+++ Exercise data

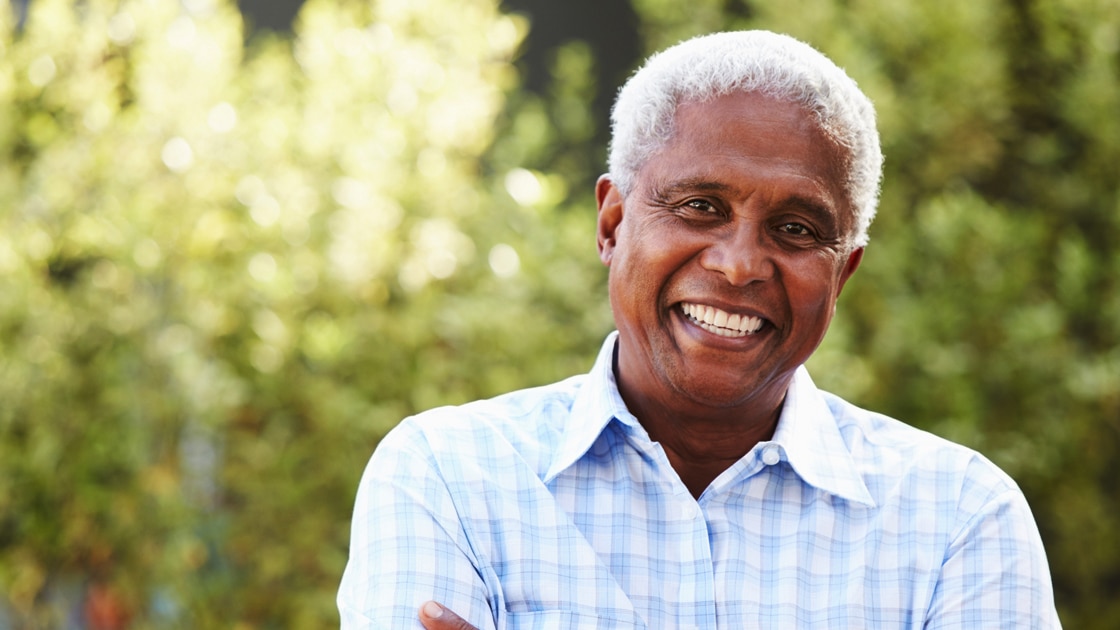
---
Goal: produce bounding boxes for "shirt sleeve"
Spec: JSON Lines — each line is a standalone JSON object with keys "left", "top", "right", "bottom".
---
{"left": 337, "top": 422, "right": 498, "bottom": 630}
{"left": 925, "top": 485, "right": 1061, "bottom": 629}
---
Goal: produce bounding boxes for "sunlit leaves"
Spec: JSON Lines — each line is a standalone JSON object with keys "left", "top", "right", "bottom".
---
{"left": 0, "top": 0, "right": 544, "bottom": 626}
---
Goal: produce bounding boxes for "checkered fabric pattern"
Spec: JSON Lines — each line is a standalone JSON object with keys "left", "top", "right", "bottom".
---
{"left": 339, "top": 333, "right": 1060, "bottom": 629}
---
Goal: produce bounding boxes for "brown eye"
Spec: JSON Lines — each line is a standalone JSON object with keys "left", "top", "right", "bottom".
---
{"left": 685, "top": 199, "right": 718, "bottom": 214}
{"left": 778, "top": 222, "right": 812, "bottom": 236}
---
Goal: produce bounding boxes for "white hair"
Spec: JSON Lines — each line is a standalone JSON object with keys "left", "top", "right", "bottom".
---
{"left": 608, "top": 31, "right": 883, "bottom": 247}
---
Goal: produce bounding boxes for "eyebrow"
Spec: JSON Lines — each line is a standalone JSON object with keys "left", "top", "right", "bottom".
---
{"left": 786, "top": 196, "right": 842, "bottom": 235}
{"left": 649, "top": 178, "right": 734, "bottom": 199}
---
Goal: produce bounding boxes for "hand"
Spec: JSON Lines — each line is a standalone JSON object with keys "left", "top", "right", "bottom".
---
{"left": 418, "top": 601, "right": 479, "bottom": 630}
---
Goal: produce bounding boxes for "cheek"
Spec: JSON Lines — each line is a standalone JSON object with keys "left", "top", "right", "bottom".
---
{"left": 608, "top": 240, "right": 679, "bottom": 326}
{"left": 615, "top": 222, "right": 692, "bottom": 279}
{"left": 785, "top": 258, "right": 848, "bottom": 311}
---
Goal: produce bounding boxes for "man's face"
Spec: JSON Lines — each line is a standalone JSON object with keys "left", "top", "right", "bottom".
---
{"left": 597, "top": 91, "right": 863, "bottom": 416}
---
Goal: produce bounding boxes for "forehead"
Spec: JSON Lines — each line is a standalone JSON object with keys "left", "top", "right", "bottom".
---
{"left": 641, "top": 91, "right": 853, "bottom": 217}
{"left": 670, "top": 92, "right": 843, "bottom": 174}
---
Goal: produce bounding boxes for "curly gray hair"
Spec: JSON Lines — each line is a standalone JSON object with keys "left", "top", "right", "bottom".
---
{"left": 608, "top": 31, "right": 883, "bottom": 246}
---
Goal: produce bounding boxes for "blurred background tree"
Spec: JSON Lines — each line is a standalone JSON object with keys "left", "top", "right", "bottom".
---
{"left": 0, "top": 0, "right": 1116, "bottom": 628}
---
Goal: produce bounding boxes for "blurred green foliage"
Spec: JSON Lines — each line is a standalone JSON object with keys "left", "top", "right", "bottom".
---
{"left": 0, "top": 0, "right": 1116, "bottom": 627}
{"left": 0, "top": 0, "right": 608, "bottom": 626}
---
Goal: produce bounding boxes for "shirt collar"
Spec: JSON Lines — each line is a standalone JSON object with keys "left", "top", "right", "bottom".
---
{"left": 544, "top": 332, "right": 629, "bottom": 483}
{"left": 545, "top": 333, "right": 876, "bottom": 508}
{"left": 770, "top": 367, "right": 877, "bottom": 507}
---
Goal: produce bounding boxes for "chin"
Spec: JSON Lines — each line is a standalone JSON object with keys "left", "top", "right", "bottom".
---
{"left": 668, "top": 375, "right": 769, "bottom": 411}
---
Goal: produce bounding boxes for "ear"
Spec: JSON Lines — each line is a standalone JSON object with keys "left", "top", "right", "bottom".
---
{"left": 596, "top": 175, "right": 624, "bottom": 266}
{"left": 836, "top": 246, "right": 864, "bottom": 294}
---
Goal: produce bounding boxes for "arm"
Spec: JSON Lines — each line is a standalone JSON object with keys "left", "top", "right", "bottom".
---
{"left": 925, "top": 487, "right": 1061, "bottom": 629}
{"left": 338, "top": 425, "right": 497, "bottom": 630}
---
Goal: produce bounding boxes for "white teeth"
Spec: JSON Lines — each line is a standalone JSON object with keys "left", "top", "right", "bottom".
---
{"left": 681, "top": 302, "right": 763, "bottom": 337}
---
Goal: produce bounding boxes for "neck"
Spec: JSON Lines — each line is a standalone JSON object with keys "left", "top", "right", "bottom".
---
{"left": 646, "top": 401, "right": 782, "bottom": 499}
{"left": 608, "top": 337, "right": 796, "bottom": 498}
{"left": 616, "top": 374, "right": 787, "bottom": 499}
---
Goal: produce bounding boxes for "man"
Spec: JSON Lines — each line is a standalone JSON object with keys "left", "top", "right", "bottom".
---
{"left": 339, "top": 31, "right": 1060, "bottom": 629}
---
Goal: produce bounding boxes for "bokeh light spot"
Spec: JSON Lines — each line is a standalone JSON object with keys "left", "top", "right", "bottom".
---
{"left": 162, "top": 137, "right": 194, "bottom": 172}
{"left": 133, "top": 239, "right": 162, "bottom": 269}
{"left": 488, "top": 243, "right": 520, "bottom": 278}
{"left": 208, "top": 102, "right": 238, "bottom": 133}
{"left": 504, "top": 168, "right": 542, "bottom": 206}
{"left": 248, "top": 252, "right": 277, "bottom": 282}
{"left": 28, "top": 55, "right": 57, "bottom": 87}
{"left": 107, "top": 12, "right": 136, "bottom": 45}
{"left": 250, "top": 196, "right": 281, "bottom": 227}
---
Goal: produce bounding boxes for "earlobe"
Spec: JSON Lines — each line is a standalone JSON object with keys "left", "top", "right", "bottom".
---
{"left": 596, "top": 175, "right": 623, "bottom": 266}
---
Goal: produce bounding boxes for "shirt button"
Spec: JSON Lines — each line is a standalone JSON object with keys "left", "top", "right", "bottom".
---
{"left": 761, "top": 445, "right": 780, "bottom": 466}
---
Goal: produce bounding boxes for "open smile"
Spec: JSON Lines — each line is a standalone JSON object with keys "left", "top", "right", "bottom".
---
{"left": 680, "top": 302, "right": 765, "bottom": 338}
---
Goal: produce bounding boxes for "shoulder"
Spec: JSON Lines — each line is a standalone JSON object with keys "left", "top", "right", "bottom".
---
{"left": 374, "top": 374, "right": 588, "bottom": 479}
{"left": 817, "top": 396, "right": 1062, "bottom": 627}
{"left": 821, "top": 391, "right": 1021, "bottom": 511}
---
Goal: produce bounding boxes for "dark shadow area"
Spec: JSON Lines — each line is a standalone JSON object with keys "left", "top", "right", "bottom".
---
{"left": 501, "top": 0, "right": 642, "bottom": 124}
{"left": 237, "top": 0, "right": 305, "bottom": 32}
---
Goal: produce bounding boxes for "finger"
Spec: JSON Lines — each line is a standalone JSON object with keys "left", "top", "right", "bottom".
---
{"left": 418, "top": 601, "right": 479, "bottom": 630}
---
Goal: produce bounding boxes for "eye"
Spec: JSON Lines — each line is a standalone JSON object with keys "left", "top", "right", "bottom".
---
{"left": 777, "top": 222, "right": 815, "bottom": 237}
{"left": 683, "top": 199, "right": 719, "bottom": 214}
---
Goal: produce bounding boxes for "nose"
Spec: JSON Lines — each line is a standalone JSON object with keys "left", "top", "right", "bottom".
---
{"left": 698, "top": 221, "right": 774, "bottom": 286}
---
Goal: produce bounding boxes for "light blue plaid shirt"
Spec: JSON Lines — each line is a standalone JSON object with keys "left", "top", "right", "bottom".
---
{"left": 339, "top": 333, "right": 1060, "bottom": 629}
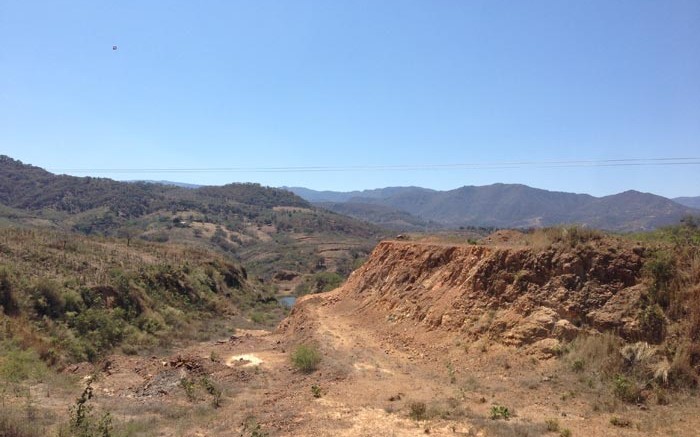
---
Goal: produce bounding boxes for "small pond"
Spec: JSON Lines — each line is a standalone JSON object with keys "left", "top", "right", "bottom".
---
{"left": 278, "top": 296, "right": 297, "bottom": 308}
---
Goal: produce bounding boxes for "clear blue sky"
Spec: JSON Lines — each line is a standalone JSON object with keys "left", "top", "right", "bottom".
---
{"left": 1, "top": 0, "right": 699, "bottom": 197}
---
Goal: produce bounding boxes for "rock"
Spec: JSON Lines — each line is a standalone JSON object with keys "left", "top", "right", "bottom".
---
{"left": 502, "top": 307, "right": 557, "bottom": 346}
{"left": 587, "top": 284, "right": 644, "bottom": 339}
{"left": 531, "top": 338, "right": 562, "bottom": 358}
{"left": 553, "top": 319, "right": 580, "bottom": 341}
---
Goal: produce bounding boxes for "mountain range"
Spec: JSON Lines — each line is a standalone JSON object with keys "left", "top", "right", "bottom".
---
{"left": 1, "top": 154, "right": 696, "bottom": 240}
{"left": 286, "top": 185, "right": 700, "bottom": 232}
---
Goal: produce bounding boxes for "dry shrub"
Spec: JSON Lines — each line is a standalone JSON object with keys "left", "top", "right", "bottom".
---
{"left": 525, "top": 226, "right": 603, "bottom": 251}
{"left": 408, "top": 401, "right": 427, "bottom": 421}
{"left": 0, "top": 409, "right": 43, "bottom": 437}
{"left": 621, "top": 342, "right": 656, "bottom": 367}
{"left": 669, "top": 342, "right": 700, "bottom": 388}
{"left": 566, "top": 333, "right": 623, "bottom": 376}
{"left": 470, "top": 416, "right": 546, "bottom": 437}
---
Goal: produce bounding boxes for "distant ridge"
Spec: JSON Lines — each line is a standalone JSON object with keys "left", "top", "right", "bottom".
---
{"left": 674, "top": 196, "right": 700, "bottom": 209}
{"left": 129, "top": 180, "right": 202, "bottom": 189}
{"left": 288, "top": 185, "right": 700, "bottom": 232}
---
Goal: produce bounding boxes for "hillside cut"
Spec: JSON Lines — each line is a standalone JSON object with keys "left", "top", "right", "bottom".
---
{"left": 331, "top": 237, "right": 648, "bottom": 352}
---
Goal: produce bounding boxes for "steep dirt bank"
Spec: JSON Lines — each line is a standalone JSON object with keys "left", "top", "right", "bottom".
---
{"left": 272, "top": 235, "right": 700, "bottom": 436}
{"left": 317, "top": 238, "right": 646, "bottom": 353}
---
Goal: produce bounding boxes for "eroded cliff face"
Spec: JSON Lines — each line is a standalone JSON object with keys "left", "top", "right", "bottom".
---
{"left": 336, "top": 239, "right": 647, "bottom": 350}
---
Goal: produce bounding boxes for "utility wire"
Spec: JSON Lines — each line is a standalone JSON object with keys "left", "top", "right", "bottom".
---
{"left": 49, "top": 157, "right": 700, "bottom": 174}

++++++

— Activity —
Which lines of the records above contain the word "blue"? Show each of them.

— Solved problem —
Goal: produce bounding boxes for "light blue plaid shirt"
Goal: produce bounding boxes for "clear blue sky"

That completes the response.